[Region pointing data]
== == ==

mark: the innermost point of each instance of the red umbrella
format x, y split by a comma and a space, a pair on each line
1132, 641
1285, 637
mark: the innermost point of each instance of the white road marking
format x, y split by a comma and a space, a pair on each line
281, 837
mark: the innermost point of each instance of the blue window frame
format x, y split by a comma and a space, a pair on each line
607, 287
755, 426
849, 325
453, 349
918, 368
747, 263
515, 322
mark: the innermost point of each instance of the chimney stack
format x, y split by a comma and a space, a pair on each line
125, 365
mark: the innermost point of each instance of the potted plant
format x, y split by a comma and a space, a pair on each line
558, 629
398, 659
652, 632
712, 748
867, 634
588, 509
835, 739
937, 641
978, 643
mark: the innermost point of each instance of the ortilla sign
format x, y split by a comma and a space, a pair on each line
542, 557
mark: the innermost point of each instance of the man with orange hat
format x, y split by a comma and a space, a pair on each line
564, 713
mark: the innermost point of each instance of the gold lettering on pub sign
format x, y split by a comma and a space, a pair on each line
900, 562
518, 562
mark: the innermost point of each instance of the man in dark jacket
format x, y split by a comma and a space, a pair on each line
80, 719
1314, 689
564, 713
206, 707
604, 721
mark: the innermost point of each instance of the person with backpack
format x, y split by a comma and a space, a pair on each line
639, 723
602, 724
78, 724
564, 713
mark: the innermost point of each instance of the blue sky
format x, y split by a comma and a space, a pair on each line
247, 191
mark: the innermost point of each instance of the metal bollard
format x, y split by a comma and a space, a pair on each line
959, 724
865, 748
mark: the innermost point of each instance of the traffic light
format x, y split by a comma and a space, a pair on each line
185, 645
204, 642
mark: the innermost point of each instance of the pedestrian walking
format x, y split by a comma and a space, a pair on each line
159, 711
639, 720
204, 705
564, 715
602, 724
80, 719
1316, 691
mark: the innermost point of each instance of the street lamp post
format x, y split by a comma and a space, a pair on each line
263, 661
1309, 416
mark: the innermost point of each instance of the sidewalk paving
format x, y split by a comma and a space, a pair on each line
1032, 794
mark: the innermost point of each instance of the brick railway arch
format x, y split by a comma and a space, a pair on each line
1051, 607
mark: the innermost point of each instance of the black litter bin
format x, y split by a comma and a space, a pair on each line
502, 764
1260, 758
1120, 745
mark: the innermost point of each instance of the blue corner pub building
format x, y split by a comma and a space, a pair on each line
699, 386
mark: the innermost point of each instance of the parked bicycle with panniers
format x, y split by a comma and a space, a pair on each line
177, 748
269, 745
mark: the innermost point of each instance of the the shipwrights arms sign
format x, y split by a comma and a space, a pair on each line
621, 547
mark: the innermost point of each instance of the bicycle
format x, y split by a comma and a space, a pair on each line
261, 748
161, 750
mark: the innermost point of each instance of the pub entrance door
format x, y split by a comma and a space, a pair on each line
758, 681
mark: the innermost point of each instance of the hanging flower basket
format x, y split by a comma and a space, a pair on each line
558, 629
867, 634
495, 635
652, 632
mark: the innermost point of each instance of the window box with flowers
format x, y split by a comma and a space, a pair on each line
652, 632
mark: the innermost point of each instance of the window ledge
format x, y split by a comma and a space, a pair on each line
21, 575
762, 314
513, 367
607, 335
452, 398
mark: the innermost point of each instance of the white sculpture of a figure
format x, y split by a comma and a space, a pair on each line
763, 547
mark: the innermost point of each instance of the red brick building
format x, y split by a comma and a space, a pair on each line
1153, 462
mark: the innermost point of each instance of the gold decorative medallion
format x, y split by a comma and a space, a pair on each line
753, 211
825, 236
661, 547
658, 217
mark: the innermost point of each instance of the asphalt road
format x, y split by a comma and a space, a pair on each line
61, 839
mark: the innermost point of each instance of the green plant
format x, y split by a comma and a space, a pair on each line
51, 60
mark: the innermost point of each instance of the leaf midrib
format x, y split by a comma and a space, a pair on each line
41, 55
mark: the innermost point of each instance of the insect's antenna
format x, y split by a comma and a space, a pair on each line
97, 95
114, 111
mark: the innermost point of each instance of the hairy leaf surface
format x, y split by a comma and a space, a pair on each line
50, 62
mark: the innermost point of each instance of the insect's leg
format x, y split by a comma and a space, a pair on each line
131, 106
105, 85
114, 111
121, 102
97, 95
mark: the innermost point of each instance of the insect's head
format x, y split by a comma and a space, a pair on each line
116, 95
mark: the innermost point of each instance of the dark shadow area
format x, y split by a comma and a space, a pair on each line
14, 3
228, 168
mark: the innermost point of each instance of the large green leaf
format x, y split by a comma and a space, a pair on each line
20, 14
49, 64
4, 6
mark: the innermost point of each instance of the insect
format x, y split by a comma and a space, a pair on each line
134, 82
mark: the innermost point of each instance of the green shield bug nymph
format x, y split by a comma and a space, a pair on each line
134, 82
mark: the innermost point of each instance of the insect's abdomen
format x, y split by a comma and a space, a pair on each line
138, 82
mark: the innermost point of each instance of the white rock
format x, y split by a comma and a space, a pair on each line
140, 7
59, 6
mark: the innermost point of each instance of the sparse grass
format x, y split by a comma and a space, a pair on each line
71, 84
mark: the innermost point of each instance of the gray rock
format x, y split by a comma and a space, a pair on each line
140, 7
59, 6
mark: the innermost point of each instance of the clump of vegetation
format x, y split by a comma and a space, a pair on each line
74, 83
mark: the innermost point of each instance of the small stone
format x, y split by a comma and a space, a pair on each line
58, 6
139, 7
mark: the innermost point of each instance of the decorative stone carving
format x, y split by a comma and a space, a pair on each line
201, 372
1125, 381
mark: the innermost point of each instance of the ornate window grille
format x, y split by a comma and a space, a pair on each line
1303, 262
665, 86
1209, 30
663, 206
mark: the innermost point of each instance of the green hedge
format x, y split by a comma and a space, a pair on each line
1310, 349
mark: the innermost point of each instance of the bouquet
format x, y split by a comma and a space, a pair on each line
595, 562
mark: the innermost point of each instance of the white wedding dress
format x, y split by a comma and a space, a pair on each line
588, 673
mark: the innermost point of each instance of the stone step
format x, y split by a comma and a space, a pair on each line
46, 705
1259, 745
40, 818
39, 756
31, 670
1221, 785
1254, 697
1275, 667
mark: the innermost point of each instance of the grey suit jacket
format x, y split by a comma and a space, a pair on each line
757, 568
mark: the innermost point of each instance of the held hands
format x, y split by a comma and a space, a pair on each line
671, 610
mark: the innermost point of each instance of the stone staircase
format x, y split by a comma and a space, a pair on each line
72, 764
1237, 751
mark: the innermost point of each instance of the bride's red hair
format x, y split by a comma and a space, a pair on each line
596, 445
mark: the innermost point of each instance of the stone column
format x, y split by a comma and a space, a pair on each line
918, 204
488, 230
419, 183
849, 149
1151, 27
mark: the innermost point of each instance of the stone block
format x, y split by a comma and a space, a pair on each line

== == ==

§ EXERCISE PROMPT:
Using the data above, tally each line that contains "plant". Write only the total.

§ ANSWER SECTION:
2